> **Отрывок для чтения**:
Литмир - Электронная Библиотека
Содержание  
A
A

Они говорят на своих диалектах[113].

Например, поп Павлин: «...Все может быть. В тайнах живем, во мраке многочисленных и неразрешимых тайн. Кажется нам, что — светло, и свет сей исходит от разума нашего, а ведь светло-то лишь для телесного зрения, дух же, может быть, разумом только затемняется и даже — угашается» (акт I).

Игуменья Меланья: «...Вон какие дела-то начались. Царя, помазанника божия, свергли с престола. Ведь это — что значит? Обрушил господь на люди своя тьму смятения, обезумели все, сами у себя под ногами яму роют. Чернь бунтуется» (акт III).

Здесь церковнославянские слова, церковный слог, словарь, фразеология выражают контрреволюционные идеи заядлых церковников, их убогую, перетлевшую церковническую идеологию.

Это контрастирующие персонажи, это фигуры второго плана, точно и узко приуроченные в социальном и идеологическом смысле всей своей характеристикой, а потому и этой своей окрашенной специфической речью, — они противопоставлены динамическим и несколько обобщенным ведущим («романтическим») персонажам. Эти образы — прошлое без будущего, они плоски, натуральны. И вот здесь, при создании таких речевых партий пьесы, Горький пользуется всеми узко диалектными, натуралистическими элементами речи. И здесь отречение от диалектизмов при исполнении пьесы так же недопустимо, как привносимый от себя грубый натурализм в указанных выше противоположных случаях.

4

Анализ пьесы «Егор Булычов» лучше, чем какой-нибудь другой пьесы, может послужить иллюстрацией положения о композиционной обусловленности диалектной окраски у Горького. И потому, что эта пьеса — вершина его мастерства, и потому, что она идет впереди других в горьковском репертуаре, на ней стоит остановиться больше.

Окраска и самая степень окрашенности языка здесь меняется гибко и соразмерно с композиционным ходом: меняется язык персонажей, то обогащаясь диалектными элементами, то повышаясь до литературной нормы в моменты углубления и усиления напора мысли.

> **Исходные данные**:
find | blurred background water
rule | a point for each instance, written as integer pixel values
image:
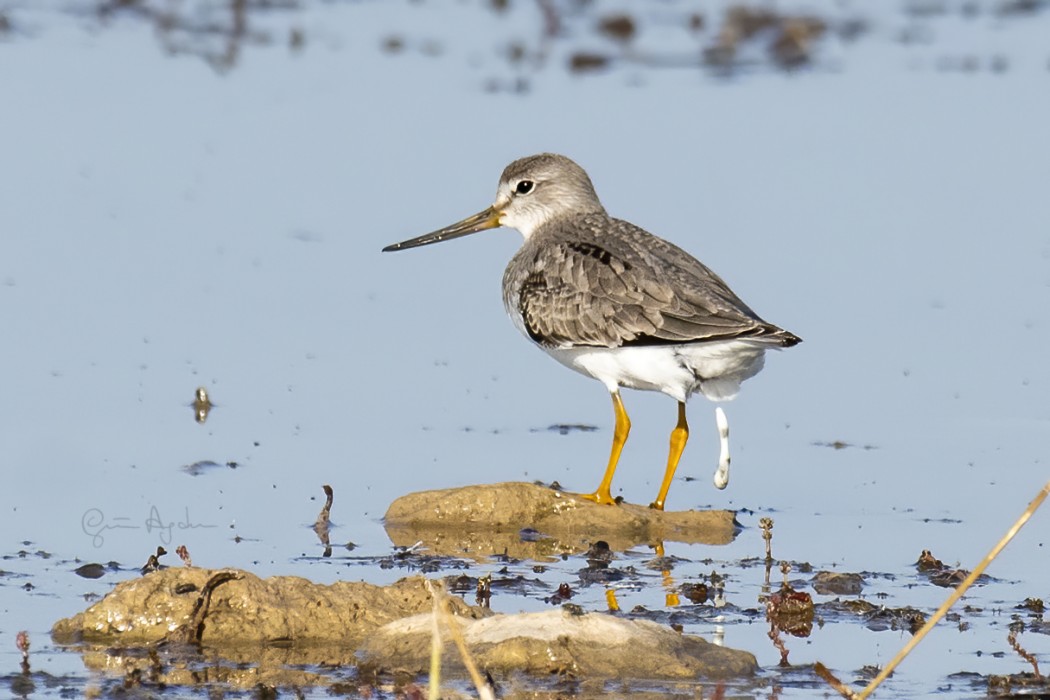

> **Что сделать**: Перепишите из отрывка о речи персонажей Горького фрагмент, начиная со слов «Здесь церковнославянские слова, церковный» и заканчивая словами «выше противоположных случаях.». Перечень никак не связан с отрывком.

> **Ответ**:
Здесь церковнославянские слова, церковный слог, словарь, фразеология выражают контрреволюционные идеи заядлых церковников, их убогую, перетлевшую церковническую идеологию.

Это контрастирующие персонажи, это фигуры второго плана, точно и узко приуроченные в социальном и идеологическом смысле всей своей характеристикой, а потому и этой своей окрашенной специфической речью, — они противопоставлены динамическим и несколько обобщенным ведущим («романтическим») персонажам. Эти образы — прошлое без будущего, они плоски, натуральны. И вот здесь, при создании таких речевых партий пьесы, Горький пользуется всеми узко диалектными, натуралистическими элементами речи. И здесь отречение от диалектизмов при исполнении пьесы так же недопустимо, как привносимый от себя грубый натурализм в указанных выше противоположных случаях.